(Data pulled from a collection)
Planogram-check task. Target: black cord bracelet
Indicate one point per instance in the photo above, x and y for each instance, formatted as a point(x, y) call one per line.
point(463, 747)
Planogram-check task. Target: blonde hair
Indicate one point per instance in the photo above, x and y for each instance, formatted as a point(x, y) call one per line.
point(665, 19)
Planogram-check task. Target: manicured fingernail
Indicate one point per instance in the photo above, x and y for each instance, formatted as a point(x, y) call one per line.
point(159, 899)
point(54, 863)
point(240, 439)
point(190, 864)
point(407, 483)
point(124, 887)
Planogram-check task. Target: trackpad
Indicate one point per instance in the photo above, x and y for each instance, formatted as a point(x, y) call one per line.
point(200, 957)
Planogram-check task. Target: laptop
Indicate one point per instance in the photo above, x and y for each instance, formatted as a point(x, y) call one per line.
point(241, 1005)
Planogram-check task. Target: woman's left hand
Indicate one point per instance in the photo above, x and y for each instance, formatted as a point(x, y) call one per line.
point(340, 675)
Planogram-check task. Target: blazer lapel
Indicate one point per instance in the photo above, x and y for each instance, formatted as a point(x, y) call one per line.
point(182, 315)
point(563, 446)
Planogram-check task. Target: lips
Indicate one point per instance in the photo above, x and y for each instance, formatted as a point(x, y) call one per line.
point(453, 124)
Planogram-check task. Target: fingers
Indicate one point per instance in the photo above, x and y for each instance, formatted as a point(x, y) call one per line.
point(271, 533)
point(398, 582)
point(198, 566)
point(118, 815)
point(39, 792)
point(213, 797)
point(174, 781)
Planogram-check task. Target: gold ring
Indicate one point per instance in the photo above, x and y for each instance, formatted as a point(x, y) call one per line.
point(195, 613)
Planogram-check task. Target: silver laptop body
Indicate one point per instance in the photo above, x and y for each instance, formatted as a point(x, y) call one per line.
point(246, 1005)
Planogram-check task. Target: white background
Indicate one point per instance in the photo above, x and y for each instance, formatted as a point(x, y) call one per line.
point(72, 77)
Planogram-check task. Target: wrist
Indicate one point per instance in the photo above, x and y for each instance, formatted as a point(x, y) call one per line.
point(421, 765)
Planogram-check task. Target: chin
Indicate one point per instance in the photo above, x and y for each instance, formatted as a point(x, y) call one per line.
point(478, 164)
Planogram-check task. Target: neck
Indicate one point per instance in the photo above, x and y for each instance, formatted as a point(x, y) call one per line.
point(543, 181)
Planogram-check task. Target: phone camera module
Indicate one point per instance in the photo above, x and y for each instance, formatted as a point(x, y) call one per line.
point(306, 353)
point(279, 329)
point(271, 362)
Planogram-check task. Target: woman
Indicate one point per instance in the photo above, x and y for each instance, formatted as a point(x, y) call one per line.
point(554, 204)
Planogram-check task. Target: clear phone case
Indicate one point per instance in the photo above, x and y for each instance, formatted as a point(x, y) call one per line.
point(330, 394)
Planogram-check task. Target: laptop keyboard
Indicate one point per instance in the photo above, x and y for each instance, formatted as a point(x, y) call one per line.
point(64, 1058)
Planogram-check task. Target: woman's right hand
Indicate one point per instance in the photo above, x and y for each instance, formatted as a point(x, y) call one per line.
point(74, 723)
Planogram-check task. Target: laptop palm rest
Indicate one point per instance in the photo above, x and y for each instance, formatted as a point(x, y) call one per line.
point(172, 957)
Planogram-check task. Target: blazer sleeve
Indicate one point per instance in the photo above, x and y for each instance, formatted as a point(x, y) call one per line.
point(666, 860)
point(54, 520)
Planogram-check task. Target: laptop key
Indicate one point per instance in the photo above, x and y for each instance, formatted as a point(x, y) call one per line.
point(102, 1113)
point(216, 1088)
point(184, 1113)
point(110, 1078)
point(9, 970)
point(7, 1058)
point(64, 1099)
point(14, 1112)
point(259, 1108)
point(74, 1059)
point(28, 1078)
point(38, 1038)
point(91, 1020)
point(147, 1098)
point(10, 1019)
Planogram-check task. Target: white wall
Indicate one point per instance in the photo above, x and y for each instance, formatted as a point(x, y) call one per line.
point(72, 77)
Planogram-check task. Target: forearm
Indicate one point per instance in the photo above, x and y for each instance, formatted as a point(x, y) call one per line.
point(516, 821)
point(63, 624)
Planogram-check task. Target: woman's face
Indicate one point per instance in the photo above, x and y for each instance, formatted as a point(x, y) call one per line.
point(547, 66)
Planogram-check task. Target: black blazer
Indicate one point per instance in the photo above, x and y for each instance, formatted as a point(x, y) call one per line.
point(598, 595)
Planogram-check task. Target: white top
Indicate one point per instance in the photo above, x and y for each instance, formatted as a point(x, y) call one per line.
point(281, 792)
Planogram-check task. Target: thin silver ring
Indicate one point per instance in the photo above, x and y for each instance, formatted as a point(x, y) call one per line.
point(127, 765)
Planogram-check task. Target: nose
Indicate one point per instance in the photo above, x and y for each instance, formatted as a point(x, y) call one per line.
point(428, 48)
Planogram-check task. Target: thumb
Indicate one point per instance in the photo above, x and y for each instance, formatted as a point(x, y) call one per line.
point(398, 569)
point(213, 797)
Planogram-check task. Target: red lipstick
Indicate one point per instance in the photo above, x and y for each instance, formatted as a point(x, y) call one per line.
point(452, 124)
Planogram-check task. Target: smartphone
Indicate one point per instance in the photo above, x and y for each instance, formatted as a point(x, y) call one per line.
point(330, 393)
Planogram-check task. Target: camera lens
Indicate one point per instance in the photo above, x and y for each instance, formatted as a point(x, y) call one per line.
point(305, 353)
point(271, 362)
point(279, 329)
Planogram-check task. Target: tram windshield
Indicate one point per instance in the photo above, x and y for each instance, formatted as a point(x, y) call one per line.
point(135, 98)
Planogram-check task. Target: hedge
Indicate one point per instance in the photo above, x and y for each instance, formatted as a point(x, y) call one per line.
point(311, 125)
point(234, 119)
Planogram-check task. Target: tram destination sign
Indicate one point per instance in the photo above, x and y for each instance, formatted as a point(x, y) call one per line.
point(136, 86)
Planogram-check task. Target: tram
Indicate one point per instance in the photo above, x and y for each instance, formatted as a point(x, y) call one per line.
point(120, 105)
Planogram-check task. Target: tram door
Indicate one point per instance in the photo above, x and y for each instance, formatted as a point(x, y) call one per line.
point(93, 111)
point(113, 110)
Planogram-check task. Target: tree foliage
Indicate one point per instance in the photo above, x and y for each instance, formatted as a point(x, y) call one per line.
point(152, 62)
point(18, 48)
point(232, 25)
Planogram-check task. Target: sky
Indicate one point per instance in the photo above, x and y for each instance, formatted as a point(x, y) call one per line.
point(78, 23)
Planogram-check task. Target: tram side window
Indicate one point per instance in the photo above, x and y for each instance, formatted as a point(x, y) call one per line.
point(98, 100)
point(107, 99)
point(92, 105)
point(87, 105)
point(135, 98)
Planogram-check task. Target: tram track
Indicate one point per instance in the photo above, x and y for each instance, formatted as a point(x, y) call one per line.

# TO BE DONE:
Copy every line of the listing above word for word, with nothing changed.

# WRITTEN REPLY:
Planogram-check task. Target: black cord bracelet
Indicate one point per instance in the photo above, x and y for each instance, formatted as a point(x, y) call one per line.
point(463, 747)
Planogram-check task. Target: blonde hair
Indicate one point per instance in the photo above, x and y for each instance, formatted as a point(x, y) call one per line.
point(665, 19)
Planogram-check task. Target: manicured fingernail
Indicate one point per instance in the photo above, x and y for each instance, formatted as a point(x, y) call one per line.
point(159, 899)
point(54, 863)
point(240, 439)
point(190, 864)
point(407, 483)
point(124, 887)
Planogram-check task. Target: trackpad
Indicate one point per instance in the photo above, x and y for each instance, formatted as a point(x, y) call one per line.
point(200, 957)
Planogram-check task. Target: laptop
Indicate one point per instance in the photo above, x and y for each instance, formatted as a point(x, y) call one per line.
point(241, 1005)
Planogram-check task. Target: woman's left hand
Indicate one point per instance in the photo above, x and y for each instance, formatted as a point(x, y) call one per line.
point(340, 675)
Planogram-check task. Target: blazer lapel
Indicate one point per instance in the photo above, x and y for each instance, formatted as a point(x, y) call one per line.
point(182, 315)
point(563, 446)
Planogram-check task. Target: lips
Indicate one point per instance in the photo above, x and y for each instance, formatted as a point(x, y) call one per line.
point(453, 124)
Planogram-check task. Target: fingers
Indicate one point per instance in the photo above, x and y for each instance, formatted as a point(x, y) call one per line.
point(271, 533)
point(398, 582)
point(198, 566)
point(118, 815)
point(39, 792)
point(213, 797)
point(174, 781)
Planogram-check task. Target: gold ring
Indicate one point per instance in the photo above, x and y for each instance, formatted as a point(x, y) call one per line.
point(195, 613)
Planogram-check task. Target: silver laptop body
Indicate one point per instance in the photo above, x and y for each instance, formatted as a point(x, y) call one per line.
point(246, 1005)
Planogram-check task. Target: white background
Indicate one point per instance in the photo above, x and y for each instance, formatted as a point(x, y) call one per line.
point(72, 77)
Planogram-check task. Target: wrist
Indicate one point per instance in the photo above, x and y for each instance, formatted as a point(x, y) call one per line.
point(421, 765)
Planogram-check task. Target: chin
Indicate one point per instance in the photo above, x and y for each instance, formatted as a point(x, y) call one per line.
point(478, 164)
Planogram-check task. Target: neck
Indicate one point per instance in the photo above, x and y for each instance, formatted as a point(x, y) call one per line.
point(543, 181)
Planogram-check task. Target: phone camera module
Indicate one point per instance in the photo above, x and y for each instance, formatted as a point(x, y) call one per line.
point(306, 353)
point(279, 329)
point(271, 362)
Planogram-check task. Target: woman
Indicate one point per instance in the photo above, x and y for each instance, formatted as a point(x, y) call one per line.
point(554, 204)
Planogram-check task. Target: clear phone case
Indicate one point per instance in the photo above, x and y for each instance, formatted as a point(x, y) call one per line.
point(330, 394)
Planogram-check task. Target: laptop keyboard
Indicate one point per instance in the photo above, x and y for each instance, formatted as a point(x, y) call one per line.
point(64, 1058)
Planogram-check task. Target: woman's right hand
Indicate one point per instance in the photo above, x and y for each instance, formatted as a point(x, y) call one per line.
point(74, 723)
Planogram-check task. Target: laptop palm rest
Indicate one point per instance in the photo above, x and y for each instance, formatted as a point(x, y) call one per line.
point(172, 957)
Planogram-check task. Target: blazer sleeve
Indicate one point per instance in the photo above, x and y for each instance, formatted as a point(x, y) call one per line.
point(666, 860)
point(54, 520)
Planogram-check task. Target: laptop key
Indicate one point per instance in the photo above, x and y for each instance, formatted as a point(x, y) call one per line.
point(102, 1113)
point(216, 1088)
point(184, 1113)
point(110, 1078)
point(9, 970)
point(7, 1058)
point(64, 1099)
point(14, 1112)
point(259, 1108)
point(74, 1059)
point(28, 1078)
point(38, 1038)
point(91, 1020)
point(147, 1098)
point(10, 1019)
Planogram-check task. Target: white wall
Indicate one point per instance in the photo above, x and y for each instance, formatted as a point(x, y) call one per line.
point(72, 77)
Planogram-check task. Target: forearm
Indicate one point per instance in the photo above, x and y for each instance, formatted as a point(x, y) call one per line.
point(516, 821)
point(63, 624)
Planogram-check task. Target: woman's face
Indicate one point per instance in the photo above, x and y for each instance, formatted as a point(x, y) call one per line.
point(547, 66)
Planogram-check task. Target: black blazer
Indicate one point per instance in the photo above, x and y for each instance, formatted as a point(x, y) call one per line.
point(598, 595)
Planogram-check task. Target: white top
Indicate one point per instance in the photo above, x and y for each instance, formatted as a point(x, y) call one per line.
point(281, 792)
Planogram-check task. Target: thin silver ring
Indicate one point per instance in the photo above, x and y for each instance, formatted as a point(x, y) call one per line.
point(127, 765)
Planogram-check task. Target: nose
Indicate one point per instance in the photo above, x and y for each instance, formatted as a point(x, y) call one per line.
point(428, 48)
Planogram-check task. Target: thumb
Indicate one point per instance in the photo above, x and y for each instance, formatted as a point(x, y) call one per line.
point(398, 569)
point(213, 797)
Planogram-check task. Target: red lipstick
Indicate one point per instance in the photo above, x and y for each instance, formatted as a point(x, y) call one per line.
point(452, 124)
Planogram-check task. Target: smartphone
Indicate one point per instance in the photo above, x and y for each instance, formatted as a point(x, y) call one per line.
point(330, 393)
Planogram-check task. Target: camera lens
Indicate one point per instance in the photo above, x and y for each instance, formatted as a point(x, y) call one per line.
point(305, 353)
point(271, 362)
point(279, 329)
Planogram-check task. Target: tram windshield
Indicate one point per instance in the photo above, x and y for each instance, formatted as a point(x, y) call one per line.
point(135, 98)
Planogram-check task. Target: hedge
Indicate one point per instance in the photo above, x and y for each instance, formatted as a point(x, y) call one per line.
point(311, 125)
point(234, 119)
Planogram-check task. Target: tram destination sign
Indicate one point per instance in the photo above, x and y for each instance, formatted as a point(x, y) call one per line.
point(136, 86)
Planogram-check task. Target: tram
Indicate one point per instance in the photo above, x and y for each instance, formatted as a point(x, y) call one per line.
point(120, 105)
Planogram-check task. Target: tram door
Indicate one point per instance in the photo above, x and y for each instance, formatted as a point(x, y) call one per line.
point(93, 111)
point(113, 110)
Planogram-check task. Target: tree foliage
Indicate one point per instance in the photo above, x and y for each instance, formatted as a point(x, y) call one per line.
point(152, 62)
point(18, 48)
point(232, 25)
Planogram-check task. Target: sky
Indicate one point per instance in the photo above, x and y for each instance, formatted as a point(x, y) call one per line.
point(78, 23)
Planogram-check task. Target: tram side window
Indicate one point per instance in the photo above, x and y for each instance, formatted as a point(x, y) call one per line.
point(98, 100)
point(107, 99)
point(92, 105)
point(87, 105)
point(135, 98)
Planogram-check task. Target: tram track
Indicate one point per instance in the photo above, x and y for each instance, formatted as a point(x, y) call one per line.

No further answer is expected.